═══ Quoted passage ═══

As described below, the optical attachment layer is configured to be transparent while being colored by containing a color additive. A color temperature of the light passing through the optical member, more specifically, the optical attachment layer, will increase. In a display device to which the optical attachment layer is applied, a value of a white balance may be made close to a design value through various methods. For example, a display device according to an embodiment of the present disclosure may adjust the white balance thereof by using a high luminance light emitting diode as a light source. When a luminance needed by the display device is constant, a desired luminance may be obtained with less power consumption by using a high luminance light emitting diode.
FIG. 1 illustrates a configuration of a display device according to an embodiment of the present disclosure; and FIG. 2 is a view for describing the configuration of the display device illustrated in more detail according to an embodiment of the present disclosure.
Referring to FIGS. 1 and 2, a display device 100 includes a display panel 101, an optical member 102, and an optical attachment layer 103 and may be provided with a backlight unit configured by a light source 141 and a light guide plate 104 in order to provide illumination. The light source 141 is positioned at an edge of one side on a rear surface of the display panel 101, but a plurality of light sources may be arranged at a predetermined interval to face a rear side of the display panel 101. In this case, the light guide plate 104 may not be needed.
The display panel 101 may be a flat display panel, such as a Liquid Crystal Display (LCD) panel, a plasma display panel, an Organic Light Emitting Diode (OLED) display panel, and/or any other similar and/or suitable flat display panel type and/or device, and will output a screen.
The optical member 102 transmits the screen output from the display panel 101 and at least one of the optical member 102 may be disposed on, and/or laminated on, the display panel 101. Accordingly, the optical member 102 may be disposed on, and/or directly attached to, the display panel 101 and/or adhered to any other optical member on the display panel 101. The optical member 102 includes a transparent window made of a glass and/or a synthetic polymer resin and an optical compensation film that corrects a phase difference of the screen output from the display panel 101. When the display device 100 has a touch screen function, an ITO film that senses, for example, a user's touch position, also corresponds to the optical member 102. The optical attachment layer 103 is manufactured to be transparent while being colored, or in other words, tinted so as to have a color tint, by containing a color additive when manufactured.

═══ Given material ═══

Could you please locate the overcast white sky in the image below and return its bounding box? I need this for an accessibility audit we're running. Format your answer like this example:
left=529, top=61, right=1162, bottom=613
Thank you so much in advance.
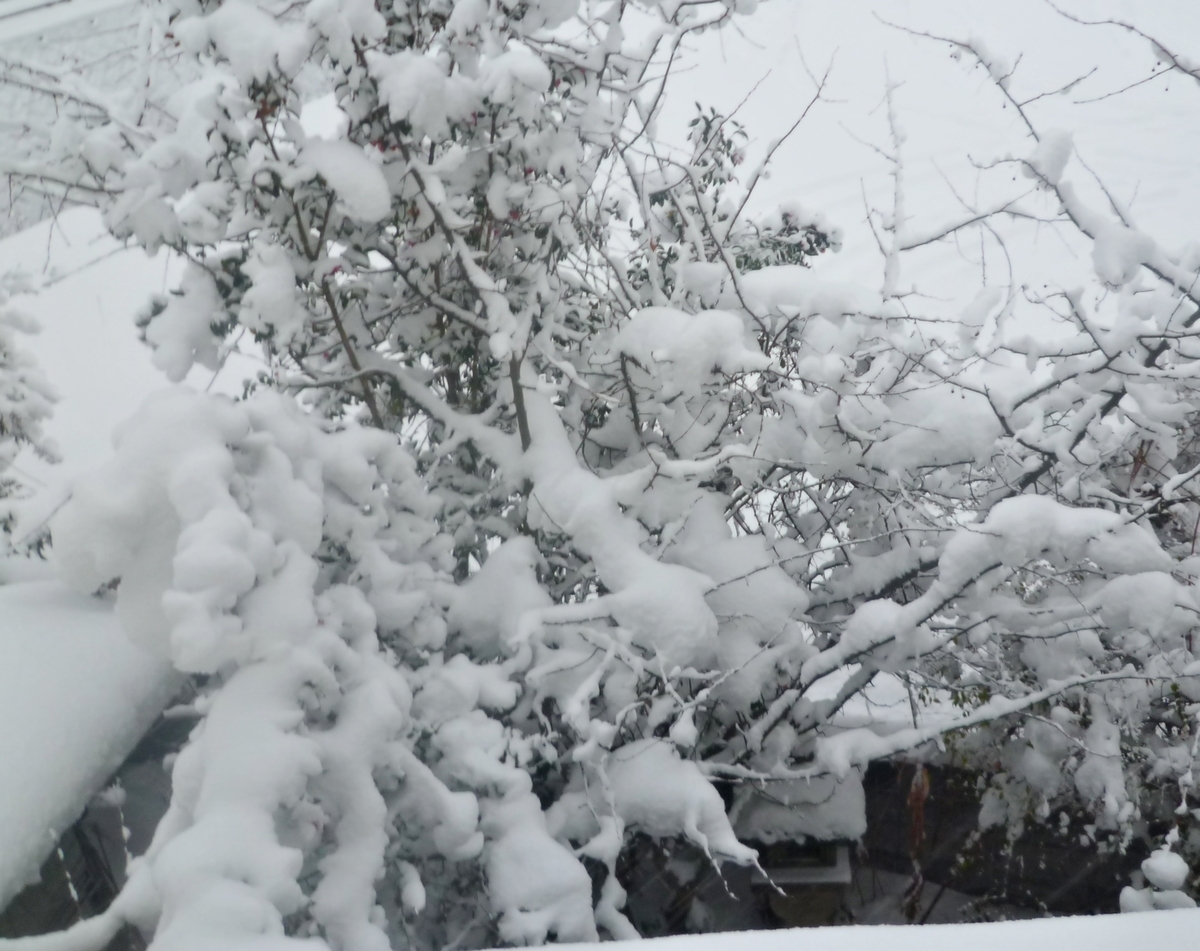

═══

## Written instruction
Answer these questions from the display device passage.
1. What kind of light source can the display device use to adjust its white balance?
2. What may not be needed when several light sources are set to face the rear side of the display panel?
3. What does the optical compensation film correct?

## Solution
1. A high luminance light emitting diode.
2. The light guide plate 104.
3. A phase difference of the screen output from the display panel 101.